::: Text to read :::
MICHAEL MARCUS, PLAINTIFF,
v.
NEW YORK STATE DIVISION OF PAROLE, CEDRICK BUSH, SUPERVISOR PAROLE OFFICER, IN HIS OFFICIAL AND INDIVIDUAL CAPACITY, BURNS, PAROLE OFFICER IN HIS OFFICIAL AND INDIVIDUAL CAPACITY, SPENCE, PAROLE OFFICER IN HIS OFFICIAL AND INDIVIDUAL CAPACITY, DEFENDANTS.



The opinion of the court was delivered by: Seybert, District Judge:

ORDER

On August 2, 2011, incarcerated pro se plaintiff Michael Marcus ("Plaintiff") filed a Complaint in this Court pursuant to 42 U.S.C. § 1983 against the New York State Division of Parole and Parole Officers Bush, Burns and Spence (collectively, "Defendants"). Accompanying the Complaint is an application to proceed in forma pauperis. Plaintiff's request for permission to proceed in forma pauperis is GRANTED and the Court orders service of the Complaint without prepayment of the filing fee on Defendants Bush and Spence in their individual capacities. However, for the reasons that follow, the Complaint is sua sponte dismissed as against Defendant New York State Division of Parole and the individual parole officers sued in their official capacities as well as against Defendant Burns in his individual capacity.
::: Given entries :::
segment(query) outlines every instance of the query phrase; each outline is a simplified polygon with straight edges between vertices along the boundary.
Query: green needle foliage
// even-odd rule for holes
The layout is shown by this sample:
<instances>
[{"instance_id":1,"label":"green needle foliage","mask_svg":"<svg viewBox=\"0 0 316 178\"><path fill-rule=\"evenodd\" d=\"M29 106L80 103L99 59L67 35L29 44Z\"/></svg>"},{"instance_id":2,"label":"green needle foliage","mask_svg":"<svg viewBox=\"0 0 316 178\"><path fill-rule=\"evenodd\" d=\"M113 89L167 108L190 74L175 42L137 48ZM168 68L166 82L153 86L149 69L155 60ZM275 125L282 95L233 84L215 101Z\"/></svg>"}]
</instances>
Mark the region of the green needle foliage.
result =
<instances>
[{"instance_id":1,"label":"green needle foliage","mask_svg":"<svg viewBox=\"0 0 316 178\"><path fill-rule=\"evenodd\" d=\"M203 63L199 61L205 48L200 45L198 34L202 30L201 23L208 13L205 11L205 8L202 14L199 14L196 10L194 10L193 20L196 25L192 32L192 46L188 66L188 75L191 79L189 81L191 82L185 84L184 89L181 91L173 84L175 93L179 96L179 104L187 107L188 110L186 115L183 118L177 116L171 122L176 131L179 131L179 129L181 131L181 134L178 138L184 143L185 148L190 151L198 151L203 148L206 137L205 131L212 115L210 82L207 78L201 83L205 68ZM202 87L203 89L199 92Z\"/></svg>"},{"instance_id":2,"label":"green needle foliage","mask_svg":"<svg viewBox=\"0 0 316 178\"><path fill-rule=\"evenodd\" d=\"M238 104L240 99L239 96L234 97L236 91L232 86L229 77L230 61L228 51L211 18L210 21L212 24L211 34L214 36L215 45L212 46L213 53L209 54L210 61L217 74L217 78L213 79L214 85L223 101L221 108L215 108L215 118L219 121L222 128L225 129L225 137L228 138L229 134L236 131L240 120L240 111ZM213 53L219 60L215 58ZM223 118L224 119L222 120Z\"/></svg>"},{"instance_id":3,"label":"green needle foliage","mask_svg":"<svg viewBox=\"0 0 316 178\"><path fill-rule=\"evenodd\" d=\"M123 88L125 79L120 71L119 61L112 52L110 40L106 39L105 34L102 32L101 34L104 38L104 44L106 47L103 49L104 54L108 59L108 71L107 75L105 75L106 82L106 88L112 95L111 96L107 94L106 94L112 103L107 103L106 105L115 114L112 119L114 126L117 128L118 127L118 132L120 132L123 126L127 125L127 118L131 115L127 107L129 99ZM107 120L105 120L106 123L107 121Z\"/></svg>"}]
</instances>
:::
• _Goal_: From the court order above, set down word for word the passage starting with "On August 2, 2011, incarcerated" and going on through "his individual capacity.".

• _Response to this exercise_:
On August 2, 2011, incarcerated pro se plaintiff Michael Marcus ("Plaintiff") filed a Complaint in this Court pursuant to 42 U.S.C. § 1983 against the New York State Division of Parole and Parole Officers Bush, Burns and Spence (collectively, "Defendants"). Accompanying the Complaint is an application to proceed in forma pauperis. Plaintiff's request for permission to proceed in forma pauperis is GRANTED and the Court orders service of the Complaint without prepayment of the filing fee on Defendants Bush and Spence in their individual capacities. However, for the reasons that follow, the Complaint is sua sponte dismissed as against Defendant New York State Division of Parole and the individual parole officers sued in their official capacities as well as against Defendant Burns in his individual capacity.